EXERCISE DIRECTIONS: Reproduce the officer biographies from "Ms. Borthwick is" up to and including "of British Columbia.".

EXTRACT PROVIDED:
Ms. Chuang is a Chartered Accountant (British Columbia, Canada) with more than 15 years of experience in the resource and mining sector. Her experience includes serving as Chief Financial Officer of Azincourt Energy Corp., a uranium developer in the world-class Athabasca Basin uranium district of Canada, as well as Muzhu Mining Ltd., a mining exploration company with prospective projects in the Sleeping Giant South Project, located in the Abitibi Greenstone Belt of Quebec and the XWG Property in the Henan Province of China. Ms. Chuang also served as Chief Financial Officer of Northern Empire Resources Corp., a Nevada-focused mining company that was acquired by Coeur Mining in 2018, Precipitate Gold Corp., K2 Gold Corporation (formerly West Melville Metals Inc.) and Chakana Copper Corp. (formerly Remo Resources Inc.) and has been VP, Finance of Fiore Management & Advisory Corp since February 2025. Ms. Chuang articled with PricewaterhouseCoopers LLP and holds a Bachelor of Business Administration degree from Simon Fraser University.

Michelle Borthwick, Corporate Secretary

Ms. Borthwick is a corporate finance and governance professional with over 25 years of experience in senior corporate finance and governance roles providing advice and support to various Canadian publicly listed issuers on the Toronto Stock Exchange, TSXV, CSE and OTC markets. She is the founder and principal of Peakshore Consulting Inc. since January 2013 and Senior Vice President, Corporate Finance of Fiore Management & Advisory Corp. since July 2020. Prior to this time, she was Vice President, Corporate Affairs and Corporate Secretary of Endeavour Mining Corporation (TSX: EDV), one of the world's leading gold producers and the largest in West Africa. Ms. Borthwick holds a Bachelor of Arts degree in English and Psychology from the University of British Columbia.

Sergio A. Laura, Vice President, Exploration

Mr. Laura has over 40 years of experience in the upstream oil and gas industry in Africa, Europe, Southeast Asia and the Middle East. He is an exploration geologist and has held various senior roles, including Managing Director at Eni Côte d'Ivoire, Vice President of West Africa Exploration at Eni SpA and Managing Director at Eni India Ltd. His career highlights include his time at Eni SpA where he contributed to the significant oil and gas discovery of Baleine deep offshore Côte d'Ivoire for which he received the Officier de l'Ordre du Merit Ivoirien award, being the highest state honour of Côte d'Ivoire and is awarded to those who have highly distinguished themselves to the service to the state. Mr. Laura's extensive experience spans exploration management, business advisory, and leadership roles in multiple countries, showcasing his expertise and dedication to the industry. Mr. Laura earned a master's degree in Geology from the University of Genoa.

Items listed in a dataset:
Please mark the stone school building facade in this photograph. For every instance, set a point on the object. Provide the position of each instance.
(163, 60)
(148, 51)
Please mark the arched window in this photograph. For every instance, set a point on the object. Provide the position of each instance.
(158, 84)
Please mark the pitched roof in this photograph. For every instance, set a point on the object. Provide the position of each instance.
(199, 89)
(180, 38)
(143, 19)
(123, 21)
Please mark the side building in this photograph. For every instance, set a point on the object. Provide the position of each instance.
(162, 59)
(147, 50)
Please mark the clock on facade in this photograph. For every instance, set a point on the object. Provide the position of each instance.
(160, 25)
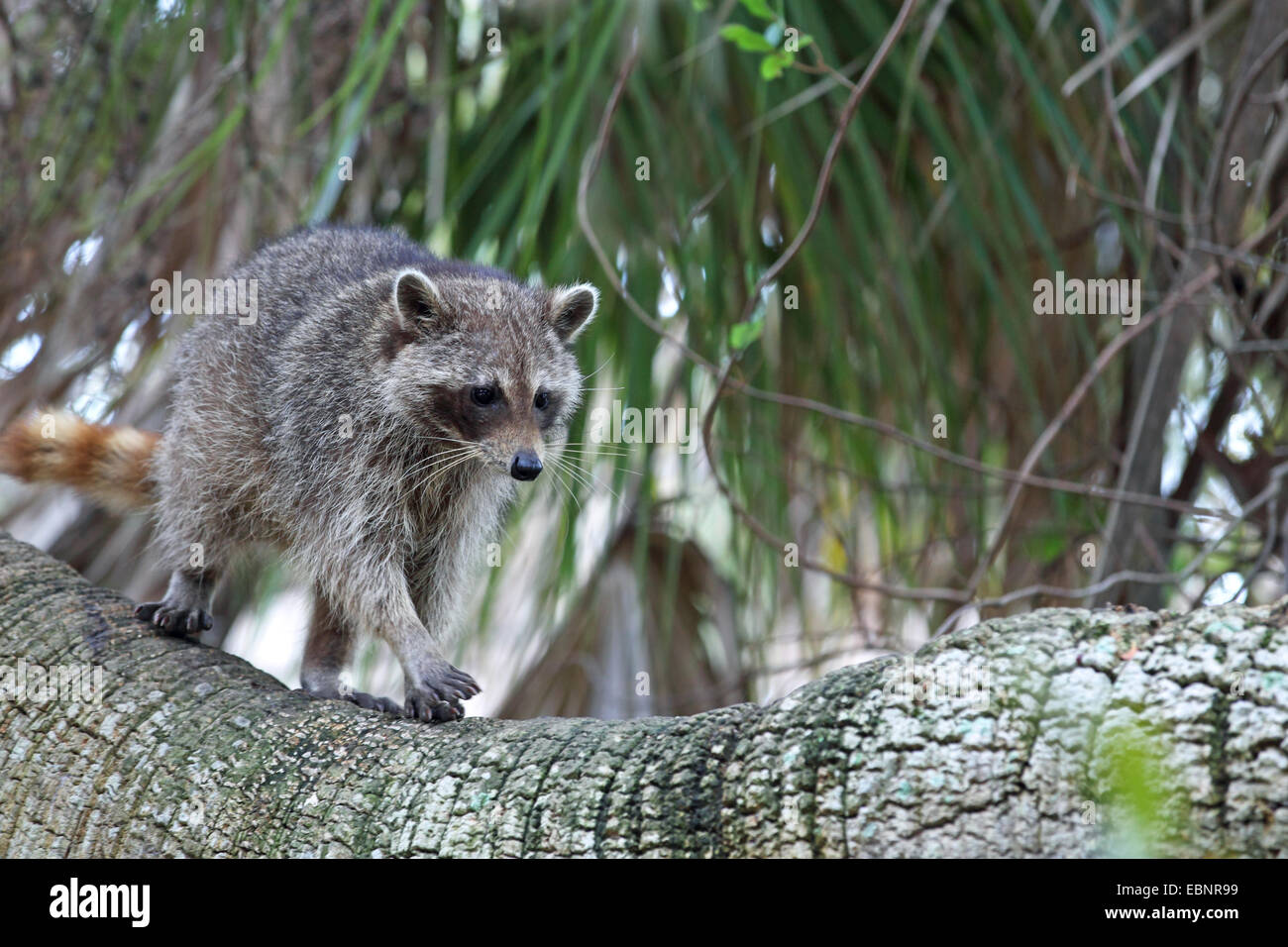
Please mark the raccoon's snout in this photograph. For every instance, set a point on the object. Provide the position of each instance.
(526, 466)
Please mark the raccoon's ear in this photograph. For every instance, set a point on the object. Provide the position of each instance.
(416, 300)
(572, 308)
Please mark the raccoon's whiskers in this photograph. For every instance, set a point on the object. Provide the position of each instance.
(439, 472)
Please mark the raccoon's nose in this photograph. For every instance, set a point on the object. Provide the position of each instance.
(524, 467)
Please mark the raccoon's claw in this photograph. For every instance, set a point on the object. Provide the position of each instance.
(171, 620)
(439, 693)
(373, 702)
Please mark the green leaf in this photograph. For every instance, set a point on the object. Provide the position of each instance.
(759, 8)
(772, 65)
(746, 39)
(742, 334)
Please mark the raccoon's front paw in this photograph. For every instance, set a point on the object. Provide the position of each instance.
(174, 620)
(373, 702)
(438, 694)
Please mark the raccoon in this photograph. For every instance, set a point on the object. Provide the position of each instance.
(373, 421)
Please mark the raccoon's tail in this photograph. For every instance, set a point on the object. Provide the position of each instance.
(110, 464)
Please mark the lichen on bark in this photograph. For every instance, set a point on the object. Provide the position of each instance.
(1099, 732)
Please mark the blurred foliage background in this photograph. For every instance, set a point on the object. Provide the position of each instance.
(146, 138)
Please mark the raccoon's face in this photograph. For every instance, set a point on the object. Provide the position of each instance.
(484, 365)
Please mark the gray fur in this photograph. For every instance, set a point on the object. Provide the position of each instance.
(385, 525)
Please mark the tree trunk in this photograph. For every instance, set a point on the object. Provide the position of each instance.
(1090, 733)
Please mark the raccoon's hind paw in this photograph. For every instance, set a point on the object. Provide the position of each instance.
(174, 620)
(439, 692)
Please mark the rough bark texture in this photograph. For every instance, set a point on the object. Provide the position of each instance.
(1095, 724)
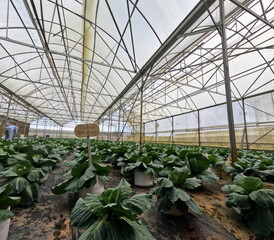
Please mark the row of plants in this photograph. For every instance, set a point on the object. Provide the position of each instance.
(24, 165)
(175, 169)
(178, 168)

YOUR RESPONSE:
Ms. Borthwick is a corporate finance and governance professional with over 25 years of experience in senior corporate finance and governance roles providing advice and support to various Canadian publicly listed issuers on the Toronto Stock Exchange, TSXV, CSE and OTC markets. She is the founder and principal of Peakshore Consulting Inc. since January 2013 and Senior Vice President, Corporate Finance of Fiore Management & Advisory Corp. since July 2020. Prior to this time, she was Vice President, Corporate Affairs and Corporate Secretary of Endeavour Mining Corporation (TSX: EDV), one of the world's leading gold producers and the largest in West Africa. Ms. Borthwick holds a Bachelor of Arts degree in English and Psychology from the University of British Columbia.